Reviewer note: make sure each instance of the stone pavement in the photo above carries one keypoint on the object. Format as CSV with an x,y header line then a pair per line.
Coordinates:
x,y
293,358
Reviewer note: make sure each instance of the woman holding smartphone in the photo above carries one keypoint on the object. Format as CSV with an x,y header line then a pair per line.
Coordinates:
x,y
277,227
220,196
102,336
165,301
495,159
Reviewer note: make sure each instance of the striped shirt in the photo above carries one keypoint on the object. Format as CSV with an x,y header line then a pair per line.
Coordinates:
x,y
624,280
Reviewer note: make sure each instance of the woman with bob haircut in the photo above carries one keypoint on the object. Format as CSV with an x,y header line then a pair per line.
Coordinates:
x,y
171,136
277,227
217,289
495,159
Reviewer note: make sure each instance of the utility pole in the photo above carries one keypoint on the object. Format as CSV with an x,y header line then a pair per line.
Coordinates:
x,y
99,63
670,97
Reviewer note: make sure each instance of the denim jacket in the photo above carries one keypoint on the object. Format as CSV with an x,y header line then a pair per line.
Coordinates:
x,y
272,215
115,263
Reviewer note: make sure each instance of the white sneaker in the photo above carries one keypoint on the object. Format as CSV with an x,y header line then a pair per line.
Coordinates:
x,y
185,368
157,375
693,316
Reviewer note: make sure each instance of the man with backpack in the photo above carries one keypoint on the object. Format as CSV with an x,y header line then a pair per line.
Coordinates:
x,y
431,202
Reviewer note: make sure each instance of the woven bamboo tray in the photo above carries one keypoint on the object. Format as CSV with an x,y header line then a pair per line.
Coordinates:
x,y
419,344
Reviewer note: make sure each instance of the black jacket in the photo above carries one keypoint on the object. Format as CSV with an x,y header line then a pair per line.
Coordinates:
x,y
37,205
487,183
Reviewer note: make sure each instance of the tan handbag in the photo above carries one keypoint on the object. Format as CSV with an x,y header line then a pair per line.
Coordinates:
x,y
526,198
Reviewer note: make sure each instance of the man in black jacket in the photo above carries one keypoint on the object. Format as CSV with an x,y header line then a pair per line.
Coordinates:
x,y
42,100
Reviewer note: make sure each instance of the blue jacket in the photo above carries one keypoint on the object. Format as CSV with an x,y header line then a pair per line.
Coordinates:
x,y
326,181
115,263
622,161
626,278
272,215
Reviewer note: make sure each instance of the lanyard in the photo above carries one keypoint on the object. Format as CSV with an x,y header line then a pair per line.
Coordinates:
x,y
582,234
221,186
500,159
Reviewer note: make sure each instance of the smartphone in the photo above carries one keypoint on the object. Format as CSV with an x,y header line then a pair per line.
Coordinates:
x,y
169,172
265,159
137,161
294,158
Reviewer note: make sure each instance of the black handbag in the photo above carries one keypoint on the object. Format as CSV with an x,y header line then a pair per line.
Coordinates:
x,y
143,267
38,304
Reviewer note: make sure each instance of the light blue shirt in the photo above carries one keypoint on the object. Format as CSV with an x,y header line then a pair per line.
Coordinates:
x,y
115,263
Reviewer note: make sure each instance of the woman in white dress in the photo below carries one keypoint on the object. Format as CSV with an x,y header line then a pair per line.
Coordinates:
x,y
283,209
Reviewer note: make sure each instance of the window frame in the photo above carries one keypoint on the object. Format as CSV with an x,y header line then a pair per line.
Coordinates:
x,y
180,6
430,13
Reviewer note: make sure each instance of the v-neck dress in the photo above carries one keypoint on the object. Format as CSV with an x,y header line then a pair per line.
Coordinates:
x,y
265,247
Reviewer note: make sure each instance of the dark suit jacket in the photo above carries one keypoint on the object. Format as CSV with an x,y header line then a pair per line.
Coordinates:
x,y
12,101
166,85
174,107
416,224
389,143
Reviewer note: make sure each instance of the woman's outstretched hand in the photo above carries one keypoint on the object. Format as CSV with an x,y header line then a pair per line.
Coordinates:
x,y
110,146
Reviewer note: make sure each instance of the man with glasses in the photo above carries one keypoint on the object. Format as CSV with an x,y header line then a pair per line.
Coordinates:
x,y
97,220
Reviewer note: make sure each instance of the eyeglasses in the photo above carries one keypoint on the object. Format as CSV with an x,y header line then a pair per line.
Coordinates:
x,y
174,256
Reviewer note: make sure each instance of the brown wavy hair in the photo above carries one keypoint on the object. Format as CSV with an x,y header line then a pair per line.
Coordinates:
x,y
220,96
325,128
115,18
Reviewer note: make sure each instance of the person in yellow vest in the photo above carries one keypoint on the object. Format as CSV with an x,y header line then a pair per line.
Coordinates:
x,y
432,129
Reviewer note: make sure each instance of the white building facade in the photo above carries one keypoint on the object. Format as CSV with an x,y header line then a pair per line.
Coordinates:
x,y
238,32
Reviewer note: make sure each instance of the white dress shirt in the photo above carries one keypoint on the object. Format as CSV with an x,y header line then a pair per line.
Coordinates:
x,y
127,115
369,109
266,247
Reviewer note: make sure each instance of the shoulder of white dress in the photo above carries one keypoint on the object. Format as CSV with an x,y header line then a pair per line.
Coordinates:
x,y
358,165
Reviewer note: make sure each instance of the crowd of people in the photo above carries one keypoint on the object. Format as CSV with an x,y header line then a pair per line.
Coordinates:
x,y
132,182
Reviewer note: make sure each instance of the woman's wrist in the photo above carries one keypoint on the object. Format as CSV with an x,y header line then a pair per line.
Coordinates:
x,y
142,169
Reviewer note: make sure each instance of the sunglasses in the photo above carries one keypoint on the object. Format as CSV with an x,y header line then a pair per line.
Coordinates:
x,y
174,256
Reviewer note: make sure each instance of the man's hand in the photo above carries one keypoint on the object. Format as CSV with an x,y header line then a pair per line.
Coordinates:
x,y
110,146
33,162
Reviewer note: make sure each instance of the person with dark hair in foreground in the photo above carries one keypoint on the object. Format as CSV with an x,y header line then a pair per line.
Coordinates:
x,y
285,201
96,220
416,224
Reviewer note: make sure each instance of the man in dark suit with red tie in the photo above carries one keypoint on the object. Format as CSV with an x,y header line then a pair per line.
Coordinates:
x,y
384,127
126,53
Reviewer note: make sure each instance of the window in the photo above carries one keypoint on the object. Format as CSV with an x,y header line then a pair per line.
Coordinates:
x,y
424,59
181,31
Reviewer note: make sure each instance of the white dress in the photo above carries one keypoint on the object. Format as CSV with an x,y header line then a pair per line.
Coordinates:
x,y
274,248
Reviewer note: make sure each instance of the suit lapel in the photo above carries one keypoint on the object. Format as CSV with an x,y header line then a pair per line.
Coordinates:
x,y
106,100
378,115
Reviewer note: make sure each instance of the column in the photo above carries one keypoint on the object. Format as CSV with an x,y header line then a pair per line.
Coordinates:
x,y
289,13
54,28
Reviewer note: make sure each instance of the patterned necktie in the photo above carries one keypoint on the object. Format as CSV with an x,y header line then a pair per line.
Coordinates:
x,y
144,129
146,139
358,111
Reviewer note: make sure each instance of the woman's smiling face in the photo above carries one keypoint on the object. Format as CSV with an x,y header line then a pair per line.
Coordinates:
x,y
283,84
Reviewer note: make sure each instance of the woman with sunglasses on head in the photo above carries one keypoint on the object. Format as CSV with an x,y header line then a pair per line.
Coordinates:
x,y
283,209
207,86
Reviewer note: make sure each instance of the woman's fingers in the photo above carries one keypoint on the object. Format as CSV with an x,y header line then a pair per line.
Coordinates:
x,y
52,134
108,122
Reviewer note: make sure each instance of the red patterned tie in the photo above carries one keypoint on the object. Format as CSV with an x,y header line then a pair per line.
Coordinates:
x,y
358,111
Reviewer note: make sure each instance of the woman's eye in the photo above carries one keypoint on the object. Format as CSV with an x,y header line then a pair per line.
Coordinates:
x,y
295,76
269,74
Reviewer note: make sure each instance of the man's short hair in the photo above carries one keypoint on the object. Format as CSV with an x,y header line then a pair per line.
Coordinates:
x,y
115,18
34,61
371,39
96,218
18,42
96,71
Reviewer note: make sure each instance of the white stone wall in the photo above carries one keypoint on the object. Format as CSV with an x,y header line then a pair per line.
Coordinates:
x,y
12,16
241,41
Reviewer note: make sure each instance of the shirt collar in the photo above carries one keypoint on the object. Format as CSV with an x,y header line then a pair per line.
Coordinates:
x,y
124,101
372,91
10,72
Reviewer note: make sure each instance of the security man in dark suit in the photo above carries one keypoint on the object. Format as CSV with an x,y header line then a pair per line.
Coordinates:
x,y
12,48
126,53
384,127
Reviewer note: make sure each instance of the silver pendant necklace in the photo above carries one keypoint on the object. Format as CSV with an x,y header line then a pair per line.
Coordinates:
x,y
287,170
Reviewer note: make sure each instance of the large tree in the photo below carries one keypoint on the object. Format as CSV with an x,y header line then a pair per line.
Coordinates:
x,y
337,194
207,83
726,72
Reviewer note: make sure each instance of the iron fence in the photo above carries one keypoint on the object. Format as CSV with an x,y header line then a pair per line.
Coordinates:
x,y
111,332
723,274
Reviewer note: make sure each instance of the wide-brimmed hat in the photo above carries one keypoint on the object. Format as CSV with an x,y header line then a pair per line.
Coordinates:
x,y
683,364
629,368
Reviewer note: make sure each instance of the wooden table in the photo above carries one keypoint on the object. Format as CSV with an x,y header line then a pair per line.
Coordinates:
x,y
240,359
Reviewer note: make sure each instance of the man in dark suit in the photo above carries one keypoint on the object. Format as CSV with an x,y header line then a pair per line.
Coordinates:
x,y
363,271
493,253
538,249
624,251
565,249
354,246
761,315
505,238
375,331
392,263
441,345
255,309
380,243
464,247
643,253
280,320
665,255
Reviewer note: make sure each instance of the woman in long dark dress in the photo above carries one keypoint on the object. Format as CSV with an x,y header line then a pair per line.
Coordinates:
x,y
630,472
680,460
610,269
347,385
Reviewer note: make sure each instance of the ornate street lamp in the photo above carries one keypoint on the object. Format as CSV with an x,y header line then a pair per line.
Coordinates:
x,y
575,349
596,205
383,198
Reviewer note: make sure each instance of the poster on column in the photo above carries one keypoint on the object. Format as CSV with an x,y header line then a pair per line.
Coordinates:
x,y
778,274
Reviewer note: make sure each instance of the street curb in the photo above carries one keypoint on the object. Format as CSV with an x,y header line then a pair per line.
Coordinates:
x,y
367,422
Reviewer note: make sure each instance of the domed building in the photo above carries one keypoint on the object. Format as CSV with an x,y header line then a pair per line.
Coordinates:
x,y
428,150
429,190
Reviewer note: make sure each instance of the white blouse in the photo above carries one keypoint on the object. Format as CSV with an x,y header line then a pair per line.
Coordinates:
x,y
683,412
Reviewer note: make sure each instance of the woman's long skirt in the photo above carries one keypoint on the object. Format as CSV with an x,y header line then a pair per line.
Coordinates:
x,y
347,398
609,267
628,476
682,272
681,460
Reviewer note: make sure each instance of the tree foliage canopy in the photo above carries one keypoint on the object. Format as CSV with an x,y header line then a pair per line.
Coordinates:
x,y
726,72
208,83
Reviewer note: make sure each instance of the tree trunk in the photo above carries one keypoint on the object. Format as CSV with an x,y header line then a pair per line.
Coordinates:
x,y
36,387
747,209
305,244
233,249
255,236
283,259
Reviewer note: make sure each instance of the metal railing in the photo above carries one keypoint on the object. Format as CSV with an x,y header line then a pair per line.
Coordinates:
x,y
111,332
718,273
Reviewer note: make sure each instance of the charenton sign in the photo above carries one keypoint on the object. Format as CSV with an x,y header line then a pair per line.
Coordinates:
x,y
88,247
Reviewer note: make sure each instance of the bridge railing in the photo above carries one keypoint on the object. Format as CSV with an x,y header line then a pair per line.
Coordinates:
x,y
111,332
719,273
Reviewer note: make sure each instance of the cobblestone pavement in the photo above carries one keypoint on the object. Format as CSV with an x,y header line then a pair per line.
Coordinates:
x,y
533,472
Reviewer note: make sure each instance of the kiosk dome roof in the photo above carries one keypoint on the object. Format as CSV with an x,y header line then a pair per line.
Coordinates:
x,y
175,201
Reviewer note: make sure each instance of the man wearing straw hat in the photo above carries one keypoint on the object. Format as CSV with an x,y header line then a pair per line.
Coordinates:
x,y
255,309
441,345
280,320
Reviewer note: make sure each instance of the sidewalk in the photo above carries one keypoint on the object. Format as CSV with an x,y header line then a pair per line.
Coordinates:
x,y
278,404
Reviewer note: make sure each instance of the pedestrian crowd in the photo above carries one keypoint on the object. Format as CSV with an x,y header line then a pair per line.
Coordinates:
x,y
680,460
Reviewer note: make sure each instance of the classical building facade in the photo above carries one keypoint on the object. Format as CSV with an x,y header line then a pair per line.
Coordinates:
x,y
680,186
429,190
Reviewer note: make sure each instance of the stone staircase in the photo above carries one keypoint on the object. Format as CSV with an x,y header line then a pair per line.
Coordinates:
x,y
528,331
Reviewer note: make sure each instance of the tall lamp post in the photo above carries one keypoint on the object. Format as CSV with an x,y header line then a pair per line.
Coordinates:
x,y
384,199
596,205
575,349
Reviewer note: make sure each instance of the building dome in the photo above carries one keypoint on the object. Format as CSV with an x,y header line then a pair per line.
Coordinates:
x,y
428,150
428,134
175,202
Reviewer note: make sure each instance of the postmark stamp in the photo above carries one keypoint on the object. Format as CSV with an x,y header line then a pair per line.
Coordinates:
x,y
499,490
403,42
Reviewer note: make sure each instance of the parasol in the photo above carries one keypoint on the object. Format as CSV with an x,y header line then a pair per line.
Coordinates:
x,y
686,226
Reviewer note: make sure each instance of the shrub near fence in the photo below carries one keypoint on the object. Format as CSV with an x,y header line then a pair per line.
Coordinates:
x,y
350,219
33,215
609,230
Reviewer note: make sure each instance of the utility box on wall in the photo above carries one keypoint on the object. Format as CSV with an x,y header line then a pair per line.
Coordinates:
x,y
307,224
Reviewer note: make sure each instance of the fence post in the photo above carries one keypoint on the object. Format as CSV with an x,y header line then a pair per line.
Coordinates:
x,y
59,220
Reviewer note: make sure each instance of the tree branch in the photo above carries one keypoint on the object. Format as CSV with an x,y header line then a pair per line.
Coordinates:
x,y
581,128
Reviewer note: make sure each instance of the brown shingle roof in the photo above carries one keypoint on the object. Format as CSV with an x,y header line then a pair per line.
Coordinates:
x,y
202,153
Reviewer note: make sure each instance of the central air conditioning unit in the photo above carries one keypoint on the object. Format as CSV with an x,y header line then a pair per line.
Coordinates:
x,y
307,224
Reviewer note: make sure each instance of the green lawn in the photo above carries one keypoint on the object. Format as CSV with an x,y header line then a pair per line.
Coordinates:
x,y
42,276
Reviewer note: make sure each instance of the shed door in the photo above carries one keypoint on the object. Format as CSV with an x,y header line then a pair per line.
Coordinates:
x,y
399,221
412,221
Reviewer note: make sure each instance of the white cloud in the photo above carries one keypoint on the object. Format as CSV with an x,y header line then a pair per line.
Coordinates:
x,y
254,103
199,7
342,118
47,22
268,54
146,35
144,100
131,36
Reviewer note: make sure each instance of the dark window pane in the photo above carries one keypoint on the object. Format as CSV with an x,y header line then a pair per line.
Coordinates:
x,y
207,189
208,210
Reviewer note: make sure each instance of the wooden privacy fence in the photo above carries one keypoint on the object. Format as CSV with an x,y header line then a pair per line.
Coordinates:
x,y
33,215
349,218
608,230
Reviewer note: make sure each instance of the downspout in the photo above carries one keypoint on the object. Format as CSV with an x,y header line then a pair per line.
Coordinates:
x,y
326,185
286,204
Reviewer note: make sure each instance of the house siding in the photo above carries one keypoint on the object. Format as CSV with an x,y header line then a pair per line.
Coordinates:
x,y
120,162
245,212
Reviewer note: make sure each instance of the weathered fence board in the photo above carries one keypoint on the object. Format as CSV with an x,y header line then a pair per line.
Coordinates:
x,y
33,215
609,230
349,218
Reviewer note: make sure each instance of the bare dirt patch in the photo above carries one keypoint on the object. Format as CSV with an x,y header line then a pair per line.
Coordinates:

WHAT THE TASK ASKS | Search the entries for the word "smartphone" and copy every line that has it.

OUTPUT BELOW |
Reviewer note: make sure each instance of the woman holding smartphone in the photo above carries one keypoint on the object. Format as CSV with an x,y header line then a pair per line.
Reviewer note: make sure each instance of the smartphone in the photo above carries one keypoint on the object. Format as CSV with an x,y header line then a pair per line.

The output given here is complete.